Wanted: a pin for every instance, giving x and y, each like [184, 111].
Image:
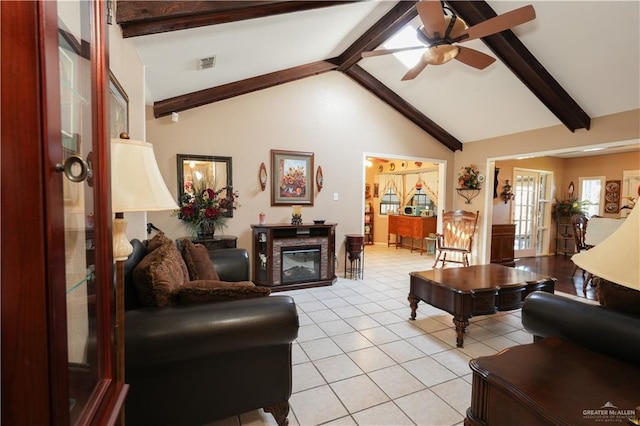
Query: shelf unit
[565, 241]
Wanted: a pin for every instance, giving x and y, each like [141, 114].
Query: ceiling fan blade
[432, 17]
[501, 22]
[413, 72]
[474, 58]
[389, 51]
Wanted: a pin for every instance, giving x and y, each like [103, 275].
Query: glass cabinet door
[88, 270]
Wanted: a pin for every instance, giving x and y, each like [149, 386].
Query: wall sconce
[468, 193]
[506, 195]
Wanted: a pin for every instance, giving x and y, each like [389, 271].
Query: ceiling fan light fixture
[439, 55]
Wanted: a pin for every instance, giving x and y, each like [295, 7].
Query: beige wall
[328, 114]
[621, 127]
[339, 121]
[126, 66]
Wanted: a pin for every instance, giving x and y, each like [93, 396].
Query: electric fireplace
[294, 256]
[300, 264]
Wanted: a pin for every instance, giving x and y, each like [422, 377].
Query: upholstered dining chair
[458, 228]
[579, 233]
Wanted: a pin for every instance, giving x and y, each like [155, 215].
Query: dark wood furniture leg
[413, 303]
[280, 412]
[461, 324]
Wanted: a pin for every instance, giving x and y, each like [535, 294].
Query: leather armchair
[193, 364]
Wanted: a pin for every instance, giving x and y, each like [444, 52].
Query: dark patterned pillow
[158, 241]
[158, 275]
[199, 265]
[203, 291]
[617, 297]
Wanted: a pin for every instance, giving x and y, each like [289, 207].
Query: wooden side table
[354, 253]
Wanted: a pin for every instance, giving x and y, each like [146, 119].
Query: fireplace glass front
[300, 264]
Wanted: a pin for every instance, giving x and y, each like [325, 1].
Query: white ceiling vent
[206, 63]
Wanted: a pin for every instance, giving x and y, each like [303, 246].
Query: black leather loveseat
[193, 364]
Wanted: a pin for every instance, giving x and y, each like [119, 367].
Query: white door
[528, 211]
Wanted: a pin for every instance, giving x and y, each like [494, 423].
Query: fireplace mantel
[307, 249]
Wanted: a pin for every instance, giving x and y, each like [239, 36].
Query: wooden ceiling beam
[525, 66]
[225, 91]
[378, 89]
[137, 18]
[381, 31]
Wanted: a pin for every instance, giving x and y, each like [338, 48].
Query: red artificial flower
[187, 211]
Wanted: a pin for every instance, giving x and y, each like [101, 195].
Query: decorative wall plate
[611, 207]
[612, 197]
[612, 186]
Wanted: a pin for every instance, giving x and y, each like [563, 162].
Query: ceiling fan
[441, 30]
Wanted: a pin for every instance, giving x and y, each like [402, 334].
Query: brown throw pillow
[158, 240]
[199, 265]
[617, 297]
[203, 291]
[158, 275]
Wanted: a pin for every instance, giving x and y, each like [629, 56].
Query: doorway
[410, 178]
[531, 211]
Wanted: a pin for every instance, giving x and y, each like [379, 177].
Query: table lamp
[136, 186]
[615, 259]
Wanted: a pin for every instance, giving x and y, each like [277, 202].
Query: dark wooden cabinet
[58, 311]
[415, 228]
[289, 256]
[565, 241]
[502, 242]
[368, 224]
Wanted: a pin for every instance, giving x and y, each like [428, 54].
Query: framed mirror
[199, 172]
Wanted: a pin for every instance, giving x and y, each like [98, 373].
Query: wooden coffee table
[474, 290]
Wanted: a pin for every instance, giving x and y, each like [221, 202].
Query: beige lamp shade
[136, 182]
[617, 258]
[136, 186]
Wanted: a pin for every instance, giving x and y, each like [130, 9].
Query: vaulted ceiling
[260, 44]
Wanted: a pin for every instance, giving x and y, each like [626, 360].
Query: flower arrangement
[203, 210]
[567, 208]
[469, 177]
[293, 182]
[630, 202]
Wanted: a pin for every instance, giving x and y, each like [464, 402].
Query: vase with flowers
[564, 209]
[203, 210]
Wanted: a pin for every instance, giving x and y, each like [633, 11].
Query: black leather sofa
[606, 331]
[194, 364]
[583, 367]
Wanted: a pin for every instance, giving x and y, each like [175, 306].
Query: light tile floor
[359, 360]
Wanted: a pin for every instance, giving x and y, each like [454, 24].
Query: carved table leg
[280, 412]
[461, 324]
[413, 302]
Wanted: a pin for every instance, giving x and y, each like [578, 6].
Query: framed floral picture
[292, 181]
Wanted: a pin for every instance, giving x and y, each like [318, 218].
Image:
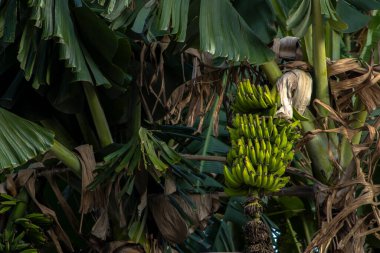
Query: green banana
[230, 179]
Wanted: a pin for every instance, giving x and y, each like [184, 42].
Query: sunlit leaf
[21, 140]
[226, 34]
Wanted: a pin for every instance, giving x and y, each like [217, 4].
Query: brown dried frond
[342, 228]
[349, 77]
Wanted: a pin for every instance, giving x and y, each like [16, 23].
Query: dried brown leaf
[348, 77]
[90, 198]
[27, 178]
[287, 48]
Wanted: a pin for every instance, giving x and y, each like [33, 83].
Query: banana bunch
[252, 97]
[262, 146]
[264, 127]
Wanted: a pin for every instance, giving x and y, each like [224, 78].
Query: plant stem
[319, 59]
[272, 71]
[98, 115]
[88, 134]
[136, 111]
[306, 229]
[335, 54]
[294, 236]
[280, 14]
[67, 157]
[19, 210]
[317, 150]
[358, 121]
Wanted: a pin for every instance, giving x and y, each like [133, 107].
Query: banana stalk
[262, 148]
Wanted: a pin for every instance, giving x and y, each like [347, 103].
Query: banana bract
[262, 144]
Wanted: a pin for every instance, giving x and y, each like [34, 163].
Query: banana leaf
[21, 140]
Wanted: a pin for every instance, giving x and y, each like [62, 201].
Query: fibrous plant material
[262, 148]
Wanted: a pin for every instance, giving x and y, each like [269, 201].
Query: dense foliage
[114, 120]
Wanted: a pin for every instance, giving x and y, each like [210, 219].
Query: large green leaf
[226, 34]
[21, 140]
[372, 40]
[263, 22]
[299, 18]
[346, 12]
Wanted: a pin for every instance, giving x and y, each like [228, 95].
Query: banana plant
[121, 76]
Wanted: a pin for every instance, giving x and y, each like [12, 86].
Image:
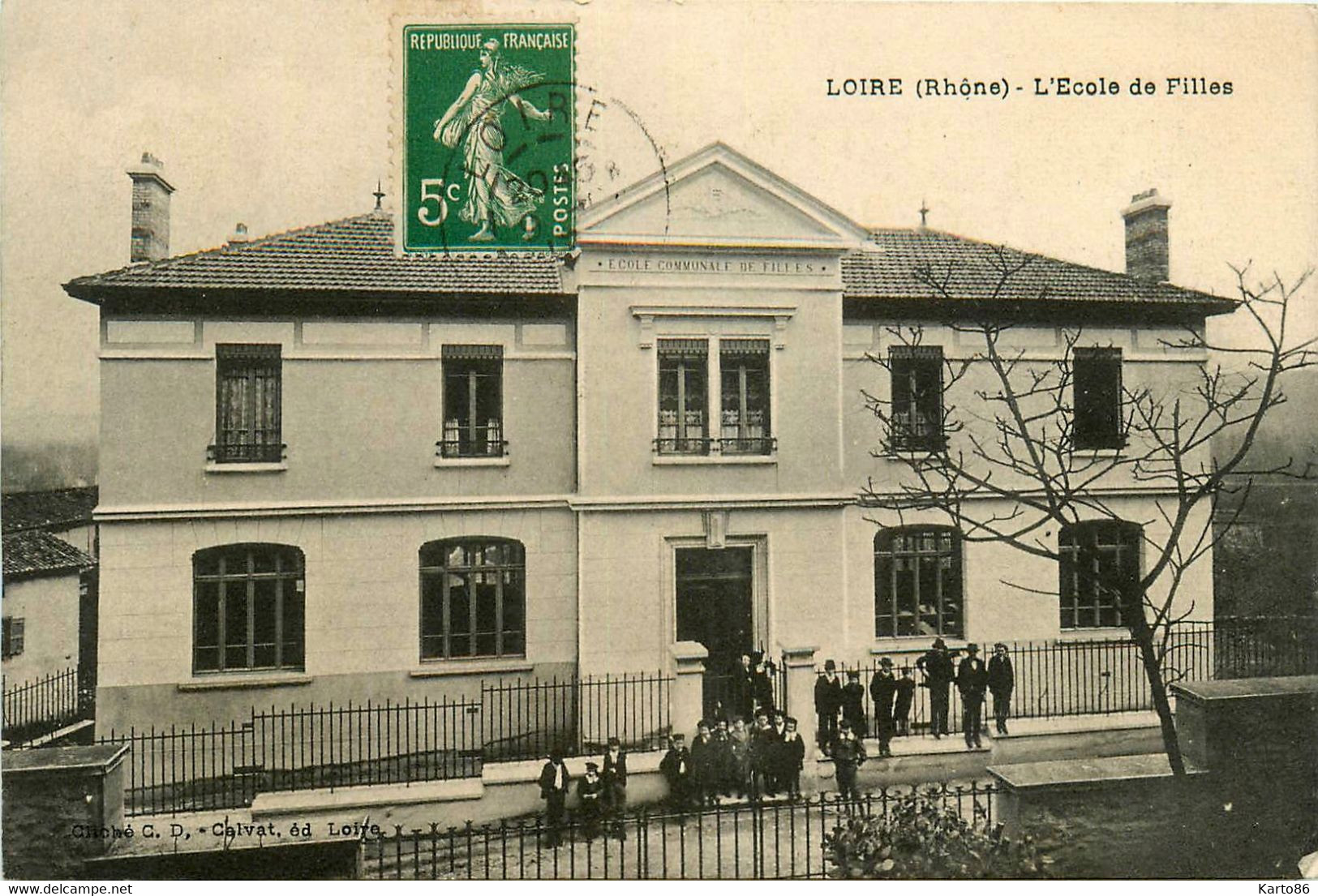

### What the task asks
What's needed is every record restated exactly, pictures excluded.

### Solution to this exercise
Wanted: a pin for every instance, giving x and y, each like [184, 111].
Image:
Query: shelf unit
[565, 241]
Wanted: a pin for every instance, giving x and y, each like [141, 114].
Query: ceiling fan blade
[432, 17]
[501, 22]
[413, 72]
[474, 58]
[389, 51]
Wanted: a pin for every instance, giving x and y, each like [103, 275].
Query: glass cabinet door
[88, 270]
Wanted: a pin for every instance, giving x and y, each like [149, 386].
Query: wall sconce
[468, 193]
[506, 195]
Wanted: a pin for every instance, giving x and y, each like [389, 271].
Query: ceiling fan light fixture
[439, 55]
Wanted: a pin for every instance, giving x and y, each like [295, 7].
Query: beige wall
[328, 114]
[621, 127]
[339, 121]
[126, 66]
Wanted: a pin for every instance, giving x and y, each like [93, 396].
Query: electric fireplace
[294, 256]
[300, 264]
Wanted: a pin for every instance, giving x and y, each like [422, 377].
Query: upholstered dining chair
[458, 228]
[579, 233]
Wanted: a pin for every instance, giving x and y, each like [155, 215].
Query: dark wood furniture leg
[413, 303]
[280, 412]
[461, 324]
Wanted: a pin for every instance, giving x and y, each like [535, 294].
Query: leather armchair
[193, 364]
Wanted: a pin for every instance, giving x and y, each like [444, 52].
Query: dark patterned pillow
[158, 241]
[158, 275]
[199, 265]
[203, 291]
[617, 297]
Wanted: a pin for every instance, giving x and y, each like [289, 207].
Query: wooden side table
[354, 253]
Wanted: a pin for every instance, giving x and y, each like [146, 119].
Query: fireplace glass front
[300, 264]
Wanted: a pin for every instance, giving x and y, each like [325, 1].
Query: white ceiling vent
[206, 63]
Wanted: a pin for every instance, giving x and y, each like [303, 246].
Query: black leather loveseat
[193, 364]
Wanted: a pin for every instance, giving x and y, each like [119, 367].
Query: white door
[528, 211]
Wanted: a pin for every instance, giving x and y, each like [494, 423].
Query: fireplace mantel
[307, 249]
Wanted: a pin for every instance, giving x and y, each like [239, 36].
Query: wooden ceiling beam
[525, 66]
[225, 91]
[378, 89]
[137, 18]
[381, 31]
Wanted: a pin for every instance, giving x and y, each like [338, 48].
Query: red artificial flower
[187, 211]
Wanted: a pin for every instance, giving x and y, each like [101, 195].
Query: decorative wall plate
[611, 207]
[612, 197]
[612, 186]
Wanted: a pin for every instance, giving x and y, each like [563, 162].
Query: ceiling fan
[441, 30]
Wanted: a pin for every instance, giving x and y, each like [402, 334].
Query: brown throw pillow
[158, 240]
[199, 265]
[617, 297]
[203, 291]
[158, 275]
Wanted: a pin for every instance, giving x and y, each like [629, 56].
Query: doorway
[410, 178]
[531, 211]
Wanted: a pin for every instance, giving x and y, each like [379, 177].
Query: table lamp
[136, 186]
[615, 259]
Wanted: a pin for every instance, giving x and y, each like [277, 202].
Query: dark wooden cabinet
[58, 311]
[415, 228]
[289, 256]
[565, 241]
[502, 242]
[368, 224]
Wanted: a pin for every instance, giving x and y, each like [428, 54].
Query: framed mirror
[199, 172]
Wanted: a pin for every instance, giving x and y, each like [98, 373].
Query: wooden coffee table
[474, 290]
Wanted: a pin for every instance, giving x and y, each like [221, 202].
Query: beige lamp shade
[136, 182]
[617, 258]
[136, 186]
Wanted: a pin for every instance, giving x and y, each like [130, 9].
Query: vaulted ceiling
[260, 44]
Wanted: a pin for every instance, giving x and y, each like [626, 360].
Query: flower arrangement
[203, 210]
[567, 208]
[469, 177]
[293, 182]
[630, 202]
Wanted: a pin for every instance, giving x and y, each like [464, 402].
Query: vase with flowers
[564, 209]
[203, 210]
Wanted: a pin for every instance, giving x and y, each like [633, 11].
Query: black leather sofa
[606, 331]
[194, 364]
[583, 367]
Wanted: a pin for every instance, giving x and y, each like [175, 306].
Query: light tile floor
[359, 360]
Wanted: a pin for every instance, giving x and y, each like [454, 24].
Query: carved table leg
[280, 412]
[461, 324]
[413, 302]
Wanted: a pin for every instance, giving x and y, each like [578, 6].
Query: framed floral picture
[292, 181]
Wanted: a pin for every instance, giving x and y, each like [318, 218].
Image:
Query: green banana
[230, 179]
Wanted: a pin for every instance, giving x and y, each like [184, 42].
Query: sunlit leaf
[21, 140]
[226, 34]
Wanted: a pin for every instance, giving x and y, each like [217, 4].
Query: brown dried frond
[342, 228]
[349, 77]
Wanted: a pin for every instance, giving x and y, each like [16, 23].
Query: dried brown leaf
[348, 77]
[90, 198]
[27, 178]
[287, 48]
Wanted: a pin for every instance, giving x and y, each like [33, 83].
Query: banana bunch
[252, 97]
[262, 146]
[264, 127]
Wanted: a pin for every instance, giving x and y, each like [224, 78].
Query: plant stem
[319, 59]
[272, 71]
[98, 115]
[88, 134]
[136, 111]
[306, 229]
[335, 54]
[294, 236]
[280, 14]
[67, 157]
[19, 210]
[317, 150]
[358, 121]
Wanted: a pin for every instance, giving x and y, each like [133, 107].
Query: banana stalk
[262, 148]
Wanted: a pin for every instance, giving x and y, each like [347, 103].
Query: banana bract
[262, 144]
Wanted: a pin for every instance, giving x and y, each like [34, 163].
Query: banana leaf
[21, 140]
Wanted: a pin for every instance, giving x and y, each like [62, 201].
Query: fibrous plant material
[262, 148]
Wanted: a pin for every instance, giving x and y, each like [269, 201].
Query: dense foliage
[114, 120]
Wanted: a pin for every instance, giving x and y, each like [210, 219].
Query: large green leaf
[226, 34]
[21, 140]
[372, 40]
[263, 22]
[299, 18]
[346, 12]
Wanted: a pin for every instance, giving x and y, each like [228, 95].
Query: banana plant
[121, 76]
Wanted: a pin for every instance, giving x and y, each like [12, 86].
Image:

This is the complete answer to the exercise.